» Excerpted text:
Well, Shellac is a bit of a special finish, in that it is naturally sourced. Secreted from lac bugs, (found thriving in parts of Thailand and India), this waxy substance is used in a range of ways.
Beyond being used as a wood sealer, this non-toxic resin is also even used as a food additive. However, when it comes to wood finishing, shellac comes it two forms; dried flakes or liquid.
In dried flake form, shellac will need to be thinned out before it can be applied onto a wooden surface. This typically involves mixing it with high proof alcohol, (not the consumable kind), to get it to melt down.
On the other hand, you can purchase shellac in ready-to-apply liquid form. The manufacturer will have already done the work of thinning out shellac for you. So, all you need do is get to work with a brush.
Is The Dried Version Of Shellac Actually Toxic?

» Task details: Reproduce word for word the part of the shellac passage starting at "Well, Shellac is" and ending at "range of ways.". The dataset entries after this point are unrelated to the shellac passage and stand as separate material.

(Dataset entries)
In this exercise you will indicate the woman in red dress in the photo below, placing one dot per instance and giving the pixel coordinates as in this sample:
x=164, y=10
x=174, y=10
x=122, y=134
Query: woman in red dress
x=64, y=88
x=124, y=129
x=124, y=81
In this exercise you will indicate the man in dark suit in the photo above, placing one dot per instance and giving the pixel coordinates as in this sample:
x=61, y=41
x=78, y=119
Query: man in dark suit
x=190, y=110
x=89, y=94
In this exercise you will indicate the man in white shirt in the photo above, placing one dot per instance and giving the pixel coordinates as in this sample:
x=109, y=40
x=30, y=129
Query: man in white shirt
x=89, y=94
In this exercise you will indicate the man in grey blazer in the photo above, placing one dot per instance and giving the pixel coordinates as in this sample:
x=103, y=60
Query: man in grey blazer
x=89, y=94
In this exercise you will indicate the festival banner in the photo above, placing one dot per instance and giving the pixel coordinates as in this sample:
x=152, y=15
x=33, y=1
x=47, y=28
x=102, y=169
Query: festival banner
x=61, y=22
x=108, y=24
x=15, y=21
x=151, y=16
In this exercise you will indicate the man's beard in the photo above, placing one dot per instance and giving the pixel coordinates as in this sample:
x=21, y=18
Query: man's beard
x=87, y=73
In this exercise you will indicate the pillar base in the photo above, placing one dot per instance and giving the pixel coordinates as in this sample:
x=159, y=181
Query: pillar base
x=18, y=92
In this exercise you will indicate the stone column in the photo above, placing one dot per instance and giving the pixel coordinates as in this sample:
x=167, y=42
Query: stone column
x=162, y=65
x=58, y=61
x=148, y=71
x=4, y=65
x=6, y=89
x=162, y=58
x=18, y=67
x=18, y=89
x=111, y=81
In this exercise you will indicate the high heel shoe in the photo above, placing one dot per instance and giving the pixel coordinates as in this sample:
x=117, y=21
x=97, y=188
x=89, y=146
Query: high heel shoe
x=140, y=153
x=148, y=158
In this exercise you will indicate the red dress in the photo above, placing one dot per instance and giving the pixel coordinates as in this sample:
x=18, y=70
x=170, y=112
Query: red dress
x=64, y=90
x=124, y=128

» Expected answer:
Well, Shellac is a bit of a special finish, in that it is naturally sourced. Secreted from lac bugs, (found thriving in parts of Thailand and India), this waxy substance is used in a range of ways.